(PASSAGE SHOWN):
☆ ☆ ☆ ☆ ☆

Business Combinations with Interested Stockholders
In accordance with our amended and restated certificate of incorporation we are not subject to Section 203 of the DGCL, an anti-takeover law. In general, Section 203 prohibits a publicly held Delaware corporation from engaging in a business combination, such as a merger, with a person or group owning 15% or more of the corporations voting stock for a period of three years following the date the person became an interested stockholder, unless (with certain exceptions) the business combination or the transaction in which the person became an interested stockholder is approved in a prescribed manner. Accordingly, we will not be subject to any anti-takeover effects of Section 203 of the DGCL. However, our amended and restated certificate of incorporation contains provisions that have the same effect as Section 203, except that they provide that both Waud Capital Partners, any investment fund managed by Waud Capital Partners and any of their respective Affiliates and Associates (each as defined in our amended and restated certificate of incorporation) with whom any of the foregoing are acting as a group or in concert for the purpose of acquiring, holding, voting or disposing shares of our stock and any persons to whom Waud Capital Partners sells at least five percent (5%) of our outstanding voting stock will be deemed to have been approved by our board of directors, and thereby not subject to the restrictions set forth in our amended and restated certificate of incorporation that have the same effect as Section 203 of the DGCL.

☆ ☆ ☆ ☆ ☆

(Data records)

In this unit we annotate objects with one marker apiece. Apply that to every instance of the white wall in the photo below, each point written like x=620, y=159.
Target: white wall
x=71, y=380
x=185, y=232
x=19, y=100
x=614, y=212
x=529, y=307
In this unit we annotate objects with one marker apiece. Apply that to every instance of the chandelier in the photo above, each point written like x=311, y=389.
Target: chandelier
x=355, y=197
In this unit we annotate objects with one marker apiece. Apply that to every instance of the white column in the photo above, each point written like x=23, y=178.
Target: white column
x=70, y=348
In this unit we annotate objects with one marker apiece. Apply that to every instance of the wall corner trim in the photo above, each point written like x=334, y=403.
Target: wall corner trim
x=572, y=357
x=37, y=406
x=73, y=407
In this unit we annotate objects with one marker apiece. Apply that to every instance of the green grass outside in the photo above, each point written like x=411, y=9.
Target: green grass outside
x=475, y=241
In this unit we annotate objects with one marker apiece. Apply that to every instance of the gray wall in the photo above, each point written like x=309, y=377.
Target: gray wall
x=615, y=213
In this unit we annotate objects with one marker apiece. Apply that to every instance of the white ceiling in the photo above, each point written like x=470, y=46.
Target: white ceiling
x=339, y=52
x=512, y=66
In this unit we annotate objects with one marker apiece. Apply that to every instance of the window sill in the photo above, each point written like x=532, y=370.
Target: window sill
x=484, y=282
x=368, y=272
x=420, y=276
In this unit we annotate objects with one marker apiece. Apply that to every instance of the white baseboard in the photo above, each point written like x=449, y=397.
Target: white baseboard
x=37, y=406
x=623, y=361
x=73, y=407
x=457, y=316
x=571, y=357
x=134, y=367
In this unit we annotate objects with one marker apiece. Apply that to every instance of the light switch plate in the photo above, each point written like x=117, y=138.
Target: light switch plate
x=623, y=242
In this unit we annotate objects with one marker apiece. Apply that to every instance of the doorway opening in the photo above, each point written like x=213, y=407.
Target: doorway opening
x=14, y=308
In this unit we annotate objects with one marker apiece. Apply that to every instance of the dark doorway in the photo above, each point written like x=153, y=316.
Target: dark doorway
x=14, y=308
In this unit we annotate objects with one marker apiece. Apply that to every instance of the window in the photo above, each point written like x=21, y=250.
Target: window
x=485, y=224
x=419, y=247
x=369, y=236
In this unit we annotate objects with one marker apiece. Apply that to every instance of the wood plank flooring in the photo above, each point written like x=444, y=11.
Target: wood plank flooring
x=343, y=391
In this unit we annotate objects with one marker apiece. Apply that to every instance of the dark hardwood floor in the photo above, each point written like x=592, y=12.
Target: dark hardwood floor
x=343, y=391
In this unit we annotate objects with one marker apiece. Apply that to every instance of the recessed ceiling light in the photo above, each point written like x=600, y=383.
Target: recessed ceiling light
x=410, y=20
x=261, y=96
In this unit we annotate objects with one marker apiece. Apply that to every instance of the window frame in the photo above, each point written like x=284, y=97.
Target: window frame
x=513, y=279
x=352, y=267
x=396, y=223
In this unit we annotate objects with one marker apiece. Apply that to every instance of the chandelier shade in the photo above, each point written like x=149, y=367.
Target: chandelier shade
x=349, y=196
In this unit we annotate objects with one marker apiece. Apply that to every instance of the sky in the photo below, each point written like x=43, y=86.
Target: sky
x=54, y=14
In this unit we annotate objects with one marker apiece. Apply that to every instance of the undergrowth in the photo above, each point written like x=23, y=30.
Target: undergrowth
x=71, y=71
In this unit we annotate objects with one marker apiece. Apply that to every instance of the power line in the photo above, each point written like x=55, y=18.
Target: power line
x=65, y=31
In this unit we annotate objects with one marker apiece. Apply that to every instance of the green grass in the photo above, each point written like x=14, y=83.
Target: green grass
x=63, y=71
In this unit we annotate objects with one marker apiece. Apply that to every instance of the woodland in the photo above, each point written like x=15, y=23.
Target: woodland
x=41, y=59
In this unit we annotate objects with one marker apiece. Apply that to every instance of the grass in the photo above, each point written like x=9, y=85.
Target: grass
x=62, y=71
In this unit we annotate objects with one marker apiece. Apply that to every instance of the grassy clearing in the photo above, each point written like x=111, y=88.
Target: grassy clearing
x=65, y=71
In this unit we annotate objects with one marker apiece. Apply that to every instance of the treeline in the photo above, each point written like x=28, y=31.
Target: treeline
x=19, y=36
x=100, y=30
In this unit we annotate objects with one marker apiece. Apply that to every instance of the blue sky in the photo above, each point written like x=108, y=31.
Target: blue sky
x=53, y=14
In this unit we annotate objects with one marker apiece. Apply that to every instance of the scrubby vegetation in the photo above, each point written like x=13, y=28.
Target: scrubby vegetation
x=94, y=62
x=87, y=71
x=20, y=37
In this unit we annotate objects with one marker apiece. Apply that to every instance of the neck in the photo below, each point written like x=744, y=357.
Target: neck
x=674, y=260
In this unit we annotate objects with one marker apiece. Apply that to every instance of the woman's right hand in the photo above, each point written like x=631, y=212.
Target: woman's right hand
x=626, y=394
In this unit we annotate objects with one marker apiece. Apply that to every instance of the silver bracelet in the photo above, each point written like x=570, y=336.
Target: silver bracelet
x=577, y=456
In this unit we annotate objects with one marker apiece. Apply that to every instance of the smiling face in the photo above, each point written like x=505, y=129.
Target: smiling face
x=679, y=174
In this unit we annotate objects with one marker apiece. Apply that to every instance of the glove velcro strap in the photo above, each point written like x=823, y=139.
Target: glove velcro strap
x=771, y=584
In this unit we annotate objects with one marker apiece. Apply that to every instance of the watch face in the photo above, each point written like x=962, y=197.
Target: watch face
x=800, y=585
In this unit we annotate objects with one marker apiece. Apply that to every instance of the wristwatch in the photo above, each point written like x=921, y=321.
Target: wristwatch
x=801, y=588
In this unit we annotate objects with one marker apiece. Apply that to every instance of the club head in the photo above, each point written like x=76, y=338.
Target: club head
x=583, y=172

☆ ☆ ☆ ☆ ☆

(TASKS AND EXERCISES):
**1.** Summarize the passage on business combinations with interested stockholders in two sentences.
**2.** According to the passage on business combinations with interested stockholders, how long does Section 203 bar a business combination with an interested stockholder?
**3.** Extend the passage on business combinations with interested stockholders, picking up after its last sentence.

(ANSWERS TO THE EXERCISE):
**1.** The company is not subject to Section 203 of the DGCL, which generally bars a publicly held Delaware corporation from a business combination with a holder of 15% or more of its voting stock for three years after that holder became an interested stockholder, unless the deal is approved in a prescribed manner. Its amended and restated certificate of incorporation still has provisions with the same effect, except that Waud Capital Partners, its managed funds, their Affiliates and Associates acting in concert with them, and anyone to whom Waud Capital Partners sells at least 5% of the outstanding voting stock are deemed approved by the board and are not subject to those restrictions.

**2.** Three years following the date the person became an interested stockholder.

**3.**
Requirements for Amendments to Acadias Amended and Restated Certificate of Incorporation and Amended and Restated Bylaws
The DGCL provides that in order to amend the certificate of incorporation, the board of directors must adopt a resolution that then must be approved by the affirmative vote of a majority of the voting power of the outstanding stock entitled to vote thereon, unless a greater vote is specified in the certificate of incorporation, and subject to any additional vote required by any series of preferred stock. In accordance with our amended and restated certificate of incorporation, the articles relating to the following topics may only be amended, altered, changed or repealed by the affirmative vote of the holders of at least a majority of the voting power of all of our outstanding shares of capital stock entitled to vote generally in the election of directors, other than shares of any Interested Stockholder (as defined in our amended and restated certificate of incorporation): Board of Directors (Article Six); Limitation of Director Liability (Article Seven); Limitations on Written Consent/Special Meetings (Article Eight); Business Combinations (Article Ten); Poison Pill (Article Eleven); Amendments (Article Twelve); Forum Selection (Article Thirteen); and Severability (Article Fourteen). Our amended and restated certificate of incorporation also provides that Article Nine, which deals with corporate opportunity, may only be amended, altered or repealed by a vote of 80% of the voting power of all of the Companys shares of common stock then outstanding, voting together as a single class. See Corporate Opportunity.
Our amended and restated certificate of incorporation provides that our amended and restated bylaws may be adopted, amended, altered or repealed by the affirmative vote of a majority of our board of directors. In addition, our bylaws may be adopted, amended, altered or repealed by the affirmative vote of the stockholders having at least a majority of the voting power of all of the then outstanding shares of our capital stock, voting together as a single class.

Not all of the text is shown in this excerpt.